* _WHAT YOU NEED TO DO_
Below are records; output all of them exactly.

START EXERCISE MATERIALS

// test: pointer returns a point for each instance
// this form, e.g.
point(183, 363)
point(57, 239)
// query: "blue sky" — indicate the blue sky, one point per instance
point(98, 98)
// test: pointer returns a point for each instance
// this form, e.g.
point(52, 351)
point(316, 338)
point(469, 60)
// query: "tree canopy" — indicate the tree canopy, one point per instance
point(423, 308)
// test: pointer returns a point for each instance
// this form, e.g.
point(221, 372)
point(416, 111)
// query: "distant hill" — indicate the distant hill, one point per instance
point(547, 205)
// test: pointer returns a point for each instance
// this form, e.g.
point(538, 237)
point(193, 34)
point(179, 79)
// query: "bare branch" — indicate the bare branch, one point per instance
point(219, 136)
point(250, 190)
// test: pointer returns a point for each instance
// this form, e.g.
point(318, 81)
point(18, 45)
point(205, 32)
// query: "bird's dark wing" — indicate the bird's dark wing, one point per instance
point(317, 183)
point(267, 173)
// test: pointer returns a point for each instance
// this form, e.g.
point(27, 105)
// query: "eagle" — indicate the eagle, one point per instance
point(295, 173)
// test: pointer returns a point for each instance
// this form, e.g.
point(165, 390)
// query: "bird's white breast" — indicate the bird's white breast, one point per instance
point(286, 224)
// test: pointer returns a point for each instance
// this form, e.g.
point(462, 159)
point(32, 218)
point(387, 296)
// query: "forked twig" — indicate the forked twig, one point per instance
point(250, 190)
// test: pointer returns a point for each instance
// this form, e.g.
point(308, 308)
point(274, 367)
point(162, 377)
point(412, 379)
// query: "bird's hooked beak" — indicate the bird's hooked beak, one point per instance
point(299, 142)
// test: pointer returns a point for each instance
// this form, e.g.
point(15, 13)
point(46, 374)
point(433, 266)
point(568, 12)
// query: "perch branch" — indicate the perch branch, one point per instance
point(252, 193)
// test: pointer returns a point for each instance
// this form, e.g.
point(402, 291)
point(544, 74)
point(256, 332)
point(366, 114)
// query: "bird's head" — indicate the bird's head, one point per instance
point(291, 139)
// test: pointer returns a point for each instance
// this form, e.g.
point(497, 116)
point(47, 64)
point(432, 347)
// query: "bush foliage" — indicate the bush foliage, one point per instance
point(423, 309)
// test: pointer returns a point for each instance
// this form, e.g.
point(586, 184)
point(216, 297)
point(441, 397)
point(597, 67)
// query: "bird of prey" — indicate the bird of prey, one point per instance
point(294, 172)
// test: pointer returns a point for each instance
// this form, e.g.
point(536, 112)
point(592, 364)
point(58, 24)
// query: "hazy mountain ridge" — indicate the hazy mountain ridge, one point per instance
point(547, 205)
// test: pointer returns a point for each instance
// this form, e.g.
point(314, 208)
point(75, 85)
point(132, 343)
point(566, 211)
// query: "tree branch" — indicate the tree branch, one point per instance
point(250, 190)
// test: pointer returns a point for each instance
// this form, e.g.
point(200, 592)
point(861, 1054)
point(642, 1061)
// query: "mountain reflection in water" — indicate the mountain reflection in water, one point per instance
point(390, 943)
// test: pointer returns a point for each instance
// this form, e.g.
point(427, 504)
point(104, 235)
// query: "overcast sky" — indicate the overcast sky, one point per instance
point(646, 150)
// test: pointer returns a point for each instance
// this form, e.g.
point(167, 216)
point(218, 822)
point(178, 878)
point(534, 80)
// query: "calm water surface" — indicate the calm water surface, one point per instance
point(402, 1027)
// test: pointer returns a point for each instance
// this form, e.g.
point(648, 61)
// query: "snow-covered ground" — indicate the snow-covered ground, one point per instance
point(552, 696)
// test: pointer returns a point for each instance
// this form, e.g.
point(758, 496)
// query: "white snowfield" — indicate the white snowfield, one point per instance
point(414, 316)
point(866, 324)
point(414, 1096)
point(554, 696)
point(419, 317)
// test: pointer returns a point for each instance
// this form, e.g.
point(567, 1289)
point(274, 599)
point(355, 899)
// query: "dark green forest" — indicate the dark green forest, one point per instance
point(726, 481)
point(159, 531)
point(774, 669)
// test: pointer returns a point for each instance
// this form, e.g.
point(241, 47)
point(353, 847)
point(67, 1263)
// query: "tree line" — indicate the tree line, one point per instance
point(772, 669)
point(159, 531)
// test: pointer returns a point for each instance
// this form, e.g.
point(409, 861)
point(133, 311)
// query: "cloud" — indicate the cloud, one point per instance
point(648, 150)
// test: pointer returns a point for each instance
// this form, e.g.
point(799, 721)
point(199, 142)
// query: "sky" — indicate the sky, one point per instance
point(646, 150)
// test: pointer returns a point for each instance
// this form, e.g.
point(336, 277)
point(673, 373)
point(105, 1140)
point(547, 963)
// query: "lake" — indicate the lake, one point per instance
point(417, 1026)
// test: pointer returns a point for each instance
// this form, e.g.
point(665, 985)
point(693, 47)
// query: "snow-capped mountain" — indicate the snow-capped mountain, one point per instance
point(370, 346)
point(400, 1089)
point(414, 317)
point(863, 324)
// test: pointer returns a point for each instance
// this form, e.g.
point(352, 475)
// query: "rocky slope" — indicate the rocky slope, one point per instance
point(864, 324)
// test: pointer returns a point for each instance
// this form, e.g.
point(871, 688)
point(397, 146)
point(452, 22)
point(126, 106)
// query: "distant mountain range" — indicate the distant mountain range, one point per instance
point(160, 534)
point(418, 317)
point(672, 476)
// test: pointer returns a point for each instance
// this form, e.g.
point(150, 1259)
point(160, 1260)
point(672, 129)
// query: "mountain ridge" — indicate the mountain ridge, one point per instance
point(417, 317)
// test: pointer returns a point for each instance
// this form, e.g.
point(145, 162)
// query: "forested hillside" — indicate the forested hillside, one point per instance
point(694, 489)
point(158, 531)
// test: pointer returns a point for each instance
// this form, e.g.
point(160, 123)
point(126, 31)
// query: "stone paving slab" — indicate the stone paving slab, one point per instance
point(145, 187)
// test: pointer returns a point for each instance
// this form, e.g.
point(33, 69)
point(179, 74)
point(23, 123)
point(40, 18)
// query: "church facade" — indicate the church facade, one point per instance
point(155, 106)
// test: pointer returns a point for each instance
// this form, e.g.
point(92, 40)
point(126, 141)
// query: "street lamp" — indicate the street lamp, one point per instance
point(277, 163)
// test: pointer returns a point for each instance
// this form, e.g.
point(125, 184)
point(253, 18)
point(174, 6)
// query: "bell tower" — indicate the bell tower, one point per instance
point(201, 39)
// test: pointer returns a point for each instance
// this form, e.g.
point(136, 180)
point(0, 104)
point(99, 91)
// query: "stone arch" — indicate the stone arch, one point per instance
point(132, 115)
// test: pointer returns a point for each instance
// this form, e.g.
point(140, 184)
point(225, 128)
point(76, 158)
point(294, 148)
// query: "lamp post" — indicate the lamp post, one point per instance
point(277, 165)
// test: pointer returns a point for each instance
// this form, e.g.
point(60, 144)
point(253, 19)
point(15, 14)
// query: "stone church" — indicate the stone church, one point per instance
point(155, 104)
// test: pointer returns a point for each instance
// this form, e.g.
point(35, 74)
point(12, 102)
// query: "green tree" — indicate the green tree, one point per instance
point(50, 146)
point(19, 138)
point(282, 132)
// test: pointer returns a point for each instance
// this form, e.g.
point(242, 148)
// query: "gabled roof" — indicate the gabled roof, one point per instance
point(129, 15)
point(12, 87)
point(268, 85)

END EXERCISE MATERIALS

* _PROBLEM SOLUTION_
// test: pointer returns a point for each instance
// this form, e.g.
point(183, 363)
point(57, 239)
// query: "blue sky" — indicate the blue sky, one point per instance
point(98, 98)
// test: pointer returns a point for each instance
// this form, e.g.
point(52, 351)
point(316, 338)
point(469, 60)
// query: "tree canopy" — indicate the tree canopy, one point per instance
point(423, 308)
// test: pointer returns a point for each instance
// this form, e.g.
point(221, 372)
point(416, 111)
// query: "distant hill" — indicate the distant hill, one point per instance
point(547, 205)
// test: pointer returns a point for each instance
// this form, e.g.
point(538, 237)
point(193, 34)
point(179, 79)
// query: "bare branch" — indicate the bare branch, one point per instance
point(219, 136)
point(250, 190)
// test: pointer returns a point for each instance
// this form, e.g.
point(318, 81)
point(18, 45)
point(205, 32)
// query: "bird's dark wing" — indicate the bird's dark wing, one point per instance
point(317, 183)
point(267, 173)
// test: pointer returns a point for each instance
// this form, e.g.
point(27, 105)
// query: "eagle" — indicate the eagle, one point per instance
point(295, 173)
// test: pointer returns a point for each instance
// this form, e.g.
point(165, 390)
// query: "bird's white breast" — indicate the bird's white breast, one point per instance
point(286, 224)
// test: pointer returns a point for each instance
// this form, e.g.
point(462, 159)
point(32, 218)
point(387, 296)
// query: "forked twig" — indicate the forked twig, one point per instance
point(250, 190)
// test: pointer returns a point for each instance
// this form, e.g.
point(308, 308)
point(274, 367)
point(162, 377)
point(412, 379)
// query: "bird's hooked beak" — indicate the bird's hooked beak, one point per instance
point(299, 142)
// test: pointer returns a point for each instance
// this form, e.g.
point(15, 13)
point(46, 374)
point(433, 266)
point(568, 12)
// query: "perch branch" — indicate the perch branch, one point per instance
point(252, 193)
// test: pointer returns a point for each instance
// this form, e.g.
point(402, 291)
point(544, 74)
point(256, 332)
point(366, 114)
// query: "bird's head" — indicate the bird's head, one point per instance
point(291, 139)
// test: pointer returns a point for each instance
// this form, e.g.
point(497, 116)
point(47, 64)
point(432, 347)
// query: "bush foliage" — indicate the bush foliage, one point per instance
point(423, 309)
// test: pointer returns a point for each instance
// this form, e.g.
point(586, 184)
point(216, 297)
point(441, 397)
point(597, 67)
// query: "bird of prey" — indicate the bird of prey, one point per instance
point(294, 172)
// test: pointer returns a point for each instance
// this form, e.g.
point(536, 112)
point(592, 364)
point(58, 24)
// query: "hazy mountain ridge" — indicate the hazy mountain ridge, one point per instance
point(547, 205)
// test: pointer returns a point for each instance
// this form, e.g.
point(314, 208)
point(75, 85)
point(132, 343)
point(566, 211)
// query: "tree branch" — indicate the tree branch, one point per instance
point(250, 190)
// test: pointer returns a point for each instance
// this form, e.g.
point(200, 592)
point(861, 1054)
point(642, 1061)
// query: "mountain reflection in water" — indicate the mountain reflection in water, one point per instance
point(390, 943)
// test: pointer returns a point for each instance
// this form, e.g.
point(427, 504)
point(104, 235)
// query: "overcast sky" — indicate the overcast sky, one point per instance
point(646, 150)
// test: pointer returns a point for each instance
// this form, e.g.
point(167, 216)
point(218, 822)
point(178, 878)
point(534, 80)
// query: "calm water surface" — indicate the calm water surface, one point per instance
point(402, 1027)
// test: pointer returns a point for each instance
// this form, e.g.
point(648, 61)
// query: "snow-covered ground" — indicate the snow-covered ground, one point per instance
point(552, 696)
// test: pointer returns a point for each instance
// this form, e.g.
point(758, 496)
// query: "white snowfield" — indicate the white snowfield, one point per instance
point(414, 316)
point(866, 324)
point(414, 1096)
point(554, 696)
point(419, 317)
// test: pointer returns a point for each instance
// this form, e.g.
point(567, 1289)
point(274, 599)
point(355, 899)
// query: "dark green forest" — indicate the dark green forest, one point per instance
point(726, 481)
point(159, 531)
point(774, 669)
// test: pointer returns a point for each instance
// this form, e.g.
point(241, 47)
point(353, 847)
point(67, 1263)
// query: "tree line" — indicate the tree line, one point per instance
point(772, 669)
point(159, 531)
// test: pointer returns a point for each instance
// this form, e.g.
point(409, 861)
point(133, 311)
// query: "cloud" — indicate the cloud, one point per instance
point(648, 150)
// test: pointer returns a point for each instance
// this form, e.g.
point(799, 721)
point(199, 142)
// query: "sky" — indicate the sky, one point per instance
point(646, 150)
// test: pointer returns a point for each instance
// this form, e.g.
point(336, 277)
point(673, 373)
point(105, 1140)
point(547, 963)
// query: "lake" — indicate the lake, one point per instance
point(417, 1026)
// test: pointer returns a point for each instance
// this form, e.g.
point(665, 985)
point(693, 47)
// query: "snow-capped mountain" — indicate the snow-capped mountain, one point per instance
point(370, 346)
point(400, 1089)
point(414, 317)
point(863, 324)
// test: pointer returns a point for each instance
// this form, e.g.
point(352, 475)
// query: "rocky slope" — indicate the rocky slope, one point per instance
point(864, 324)
// test: pointer returns a point for each instance
// this form, e.g.
point(871, 688)
point(397, 146)
point(452, 22)
point(126, 106)
// query: "distant mountain range" — indicate the distant mountain range, one point per instance
point(160, 534)
point(418, 317)
point(672, 476)
// test: pointer returns a point for each instance
// this form, e.g.
point(150, 1259)
point(160, 1260)
point(672, 129)
// query: "mountain ridge" — indicate the mountain ridge, one point per instance
point(417, 317)
// test: pointer returns a point for each instance
// this form, e.g.
point(145, 162)
// query: "forested hillside" — indicate the forested hillside, one point per instance
point(694, 489)
point(158, 531)
// test: pointer returns a point for each instance
// this form, e.g.
point(160, 123)
point(126, 31)
// query: "stone paving slab" — indicate the stone paving slab, one point per instance
point(145, 187)
// test: pointer returns a point for each instance
// this form, e.g.
point(33, 69)
point(179, 74)
point(23, 123)
point(40, 18)
// query: "church facade" — indicate the church facade, one point per instance
point(155, 106)
// test: pointer returns a point for each instance
// this form, e.g.
point(92, 40)
point(126, 141)
// query: "street lamp" — indicate the street lamp, one point per instance
point(277, 163)
// test: pointer returns a point for each instance
// this form, e.g.
point(125, 184)
point(253, 18)
point(174, 6)
// query: "bell tower" — indicate the bell tower, one point per instance
point(201, 39)
// test: pointer returns a point for each instance
// this form, e.g.
point(136, 180)
point(0, 104)
point(99, 91)
// query: "stone arch" — indicate the stone arch, one point per instance
point(132, 115)
// test: pointer returns a point for each instance
// this form, e.g.
point(140, 184)
point(225, 128)
point(76, 158)
point(294, 148)
// query: "lamp post" — indicate the lamp post, one point per instance
point(277, 165)
// test: pointer returns a point for each instance
// this form, e.g.
point(60, 144)
point(253, 19)
point(15, 14)
// query: "stone church" — indicate the stone church, one point per instance
point(155, 104)
// test: pointer returns a point for each instance
// this form, e.g.
point(35, 74)
point(12, 102)
// query: "green tree" — indicate the green tree, one point per instance
point(50, 146)
point(19, 138)
point(282, 132)
// test: pointer returns a point for each instance
// this form, e.g.
point(242, 148)
// query: "gabled roof" — indicate the gabled roof, one point per instance
point(129, 15)
point(12, 87)
point(268, 85)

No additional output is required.